Copy the listing below line for line, keeping every character unchanged.

**Recorded data**
⁂

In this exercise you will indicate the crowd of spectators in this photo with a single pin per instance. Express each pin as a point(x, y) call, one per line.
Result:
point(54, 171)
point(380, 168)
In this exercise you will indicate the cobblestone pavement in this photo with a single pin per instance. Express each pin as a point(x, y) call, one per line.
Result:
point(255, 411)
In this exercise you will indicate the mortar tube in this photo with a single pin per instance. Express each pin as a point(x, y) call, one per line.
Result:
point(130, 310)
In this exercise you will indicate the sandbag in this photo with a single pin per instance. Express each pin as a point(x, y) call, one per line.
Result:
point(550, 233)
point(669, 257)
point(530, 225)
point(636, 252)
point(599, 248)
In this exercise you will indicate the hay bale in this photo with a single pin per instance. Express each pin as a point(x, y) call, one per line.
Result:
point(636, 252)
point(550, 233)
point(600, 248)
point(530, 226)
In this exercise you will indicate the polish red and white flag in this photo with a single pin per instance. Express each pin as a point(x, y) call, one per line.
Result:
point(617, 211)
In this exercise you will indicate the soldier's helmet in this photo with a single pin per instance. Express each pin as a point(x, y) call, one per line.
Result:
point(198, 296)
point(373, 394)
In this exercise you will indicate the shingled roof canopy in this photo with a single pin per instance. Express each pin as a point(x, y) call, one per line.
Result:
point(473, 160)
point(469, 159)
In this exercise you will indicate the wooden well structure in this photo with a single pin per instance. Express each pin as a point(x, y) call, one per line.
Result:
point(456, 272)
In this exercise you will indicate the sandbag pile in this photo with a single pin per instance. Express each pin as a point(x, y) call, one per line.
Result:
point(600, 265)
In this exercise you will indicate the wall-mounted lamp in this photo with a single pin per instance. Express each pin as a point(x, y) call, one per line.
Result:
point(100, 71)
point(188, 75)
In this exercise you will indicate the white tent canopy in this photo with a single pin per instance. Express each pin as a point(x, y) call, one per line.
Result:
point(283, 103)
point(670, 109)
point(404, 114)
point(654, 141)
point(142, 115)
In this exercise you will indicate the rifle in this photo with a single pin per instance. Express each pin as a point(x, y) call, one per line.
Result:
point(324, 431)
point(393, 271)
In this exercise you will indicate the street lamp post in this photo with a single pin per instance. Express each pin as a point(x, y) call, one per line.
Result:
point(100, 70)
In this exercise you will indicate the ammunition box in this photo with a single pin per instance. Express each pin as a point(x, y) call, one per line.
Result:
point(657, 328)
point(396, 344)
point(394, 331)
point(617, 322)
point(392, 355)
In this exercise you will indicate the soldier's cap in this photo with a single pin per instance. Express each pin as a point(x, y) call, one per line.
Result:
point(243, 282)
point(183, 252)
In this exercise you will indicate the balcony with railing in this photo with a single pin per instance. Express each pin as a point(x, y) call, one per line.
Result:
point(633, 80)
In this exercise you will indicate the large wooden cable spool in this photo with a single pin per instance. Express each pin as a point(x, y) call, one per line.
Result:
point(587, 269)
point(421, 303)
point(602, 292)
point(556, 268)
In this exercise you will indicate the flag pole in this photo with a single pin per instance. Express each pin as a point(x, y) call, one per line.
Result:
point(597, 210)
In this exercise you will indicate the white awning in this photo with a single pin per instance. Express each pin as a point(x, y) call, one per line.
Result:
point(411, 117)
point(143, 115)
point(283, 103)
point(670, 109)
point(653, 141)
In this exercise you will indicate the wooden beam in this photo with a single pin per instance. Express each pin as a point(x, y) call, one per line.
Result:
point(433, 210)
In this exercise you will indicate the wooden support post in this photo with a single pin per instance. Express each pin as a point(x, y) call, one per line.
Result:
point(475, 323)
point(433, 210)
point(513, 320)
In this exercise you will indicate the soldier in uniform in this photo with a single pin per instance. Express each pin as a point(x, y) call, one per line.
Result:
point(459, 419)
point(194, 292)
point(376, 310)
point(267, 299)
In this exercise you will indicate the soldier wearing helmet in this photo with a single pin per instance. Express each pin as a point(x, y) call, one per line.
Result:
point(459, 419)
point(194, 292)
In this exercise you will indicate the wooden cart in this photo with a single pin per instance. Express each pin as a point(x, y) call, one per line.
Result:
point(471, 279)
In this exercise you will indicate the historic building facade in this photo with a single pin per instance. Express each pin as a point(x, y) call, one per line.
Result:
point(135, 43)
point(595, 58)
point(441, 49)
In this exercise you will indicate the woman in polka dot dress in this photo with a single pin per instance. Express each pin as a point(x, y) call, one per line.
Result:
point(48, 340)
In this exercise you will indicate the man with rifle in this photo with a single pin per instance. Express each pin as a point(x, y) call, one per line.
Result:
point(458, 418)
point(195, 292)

⁂

**Exercise solution**
In this exercise you will indicate the crowd of spectators in this photo with a single pin per instance. Express each pin as a point(x, y) call, one per line.
Result:
point(54, 171)
point(380, 168)
In this exercise you will indicate the cobblestone pavement in this photo with a single pin per instance. Express each pin as a point(x, y) call, one per line.
Result:
point(255, 411)
In this exercise you will indicate the mortar tube in this photo with a single pin per instance. Express each pin as a point(x, y) call, one per line.
Result:
point(130, 310)
In this exercise you will indicate the sandbag in this photo with a single pin per instance. Express each pin as a point(x, y) call, one per line.
Result:
point(550, 233)
point(669, 257)
point(530, 225)
point(636, 252)
point(599, 248)
In this exercise you will indicate the hay bale in this photo with a single pin per instance. Express each pin as a point(x, y) call, one per line.
Result:
point(636, 252)
point(550, 233)
point(600, 248)
point(530, 226)
In this exercise you will indicate the polish red and white flag in this photo with a single pin per instance. Express each pin as a point(x, y) call, one per line.
Result:
point(617, 211)
In this exercise you will indicate the soldier's helmet in this photo with a single pin per instance. Express each pin as a point(x, y) call, one per line.
Result:
point(198, 296)
point(373, 394)
In this exercise you will indicate the shingled roof canopy in this photo with a single pin per instance. Express each pin as a point(x, y) call, one per line.
Result:
point(473, 160)
point(469, 159)
In this exercise you will indicate the wooden well structure in this photo with a single pin per instance. Express each pin as a point(x, y) call, one per line.
Result:
point(456, 272)
In this exercise you will indicate the sandbag pile in this photo with a single pin per instance. Express each pin as a point(x, y) call, one per line.
Result:
point(600, 265)
In this exercise you will indicate the wall-mounted lamp in this photo with a single pin per instance. Express each pin as a point(x, y) call, one per line.
Result:
point(100, 71)
point(188, 75)
In this exercise you will indicate the white tent canopy in this photo with a single pin per instance. Express each pin as a point(x, y) call, one per line.
Result:
point(283, 103)
point(670, 109)
point(404, 114)
point(654, 141)
point(142, 115)
In this exercise you will indicate the rifle in this photo with a single pin per instance. Express each pin as a point(x, y) call, one per line.
Result:
point(324, 431)
point(393, 271)
In this exercise you will indicate the street lamp post in this photo with a single pin per instance. Express each pin as a point(x, y) call, one per line.
Result:
point(100, 70)
In this exercise you will indicate the ammunition box in this photo with a single pin per instance. Express each pin as a point(x, y) call, one per line.
Result:
point(657, 328)
point(396, 344)
point(394, 331)
point(617, 322)
point(392, 355)
In this exercise you will indicate the soldier's cap in this photo with a single pin per instance. Express each pin as a point(x, y) call, one per line.
Result:
point(243, 282)
point(183, 252)
In this exercise you will indicate the balcony with railing in this photo with a single pin per instance. Express each pin as a point(x, y) call, one per line.
Result:
point(633, 80)
In this exercise you will indicate the large wooden cable spool in this photo with a single pin per instance. Express each pin as a point(x, y) call, one per line.
Result:
point(587, 269)
point(421, 303)
point(602, 292)
point(556, 268)
In this exercise you will indicate the flag pole in this photo with a single pin per instance. Express each pin as a point(x, y) call, one per line.
Result:
point(597, 210)
In this exercise you will indicate the white awning in this photo with a single pin per instance. Express each pin as a point(x, y) call, one per line.
Result:
point(411, 117)
point(143, 115)
point(283, 103)
point(670, 109)
point(653, 141)
In this exercise you will indicate the wooden beam in this photo with a single pin per instance. Express each pin as a point(x, y) call, one per line.
Result:
point(433, 210)
In this exercise you will indicate the wooden support post in this photo with a single pin per instance. Express each pin as a point(x, y) call, one per line.
Result:
point(475, 323)
point(433, 210)
point(513, 320)
In this exercise you will indicate the soldier in uniform in this photo with a single pin per instance. Express each pin as a point(x, y) call, one per line.
Result:
point(459, 419)
point(194, 292)
point(376, 310)
point(267, 299)
In this exercise you will indicate the soldier wearing helmet in this photo with a single pin per instance. Express each pin as a point(x, y) call, one per line.
Result:
point(459, 419)
point(194, 292)
In this exercise you will indicate the wooden cart in this photo with a single pin per instance. Express each pin as a point(x, y) call, one per line.
Result:
point(471, 279)
In this exercise you will indicate the historic building facade in this photo with a single pin per instance. Express each pin as a point(x, y) call, one per line.
Result:
point(135, 43)
point(595, 58)
point(441, 49)
In this exercise you will indicate the woman in polka dot dress in this photo with a single pin per instance. Express each pin as a point(x, y) call, one per line.
Result:
point(48, 340)
In this exercise you will indicate the man with rifle in this photo with a single pin per instance. Express each pin as a point(x, y) call, one per line.
Result:
point(458, 418)
point(195, 292)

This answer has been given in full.